## DIRECTIVE
Copy the lines below word for word, starting at the line that contains "mark: the green" and ending with the last line of the items.

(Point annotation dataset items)
·····

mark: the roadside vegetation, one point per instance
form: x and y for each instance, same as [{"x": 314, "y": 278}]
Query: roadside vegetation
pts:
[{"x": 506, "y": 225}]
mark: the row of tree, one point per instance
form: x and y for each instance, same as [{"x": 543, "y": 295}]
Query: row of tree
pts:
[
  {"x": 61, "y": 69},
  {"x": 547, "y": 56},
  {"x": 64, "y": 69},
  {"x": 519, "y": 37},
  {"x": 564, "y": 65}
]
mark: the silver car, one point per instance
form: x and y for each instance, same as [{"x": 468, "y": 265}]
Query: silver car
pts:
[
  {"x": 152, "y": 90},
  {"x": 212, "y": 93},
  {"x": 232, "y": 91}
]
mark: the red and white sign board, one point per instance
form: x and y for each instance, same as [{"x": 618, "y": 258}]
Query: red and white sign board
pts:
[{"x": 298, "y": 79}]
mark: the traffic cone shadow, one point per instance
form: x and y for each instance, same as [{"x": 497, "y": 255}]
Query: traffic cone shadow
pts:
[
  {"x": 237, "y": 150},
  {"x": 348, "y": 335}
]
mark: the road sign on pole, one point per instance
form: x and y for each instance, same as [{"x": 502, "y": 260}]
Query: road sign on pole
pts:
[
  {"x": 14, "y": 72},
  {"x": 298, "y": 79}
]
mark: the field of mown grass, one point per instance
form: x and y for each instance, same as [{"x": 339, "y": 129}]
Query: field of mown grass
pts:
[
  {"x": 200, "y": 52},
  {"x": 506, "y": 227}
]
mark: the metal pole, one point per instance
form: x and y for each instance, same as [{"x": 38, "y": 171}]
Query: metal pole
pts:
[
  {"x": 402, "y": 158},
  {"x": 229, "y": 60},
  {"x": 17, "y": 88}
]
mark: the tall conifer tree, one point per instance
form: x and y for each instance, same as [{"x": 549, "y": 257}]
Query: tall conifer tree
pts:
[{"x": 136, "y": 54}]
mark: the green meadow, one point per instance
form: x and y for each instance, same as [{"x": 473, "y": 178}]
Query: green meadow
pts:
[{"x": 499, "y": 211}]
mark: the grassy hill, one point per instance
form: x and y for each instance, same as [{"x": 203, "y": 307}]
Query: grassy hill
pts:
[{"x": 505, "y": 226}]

·····

## EXERCISE RESPONSE
mark: the green meadow, one point per instance
form: x and y for each instance, same as [{"x": 473, "y": 178}]
Query: green meadow
pts:
[{"x": 499, "y": 211}]
mark: the grassy hill, one point per instance
form: x and y for each instance, same as [{"x": 203, "y": 307}]
Query: grassy hill
pts:
[{"x": 505, "y": 226}]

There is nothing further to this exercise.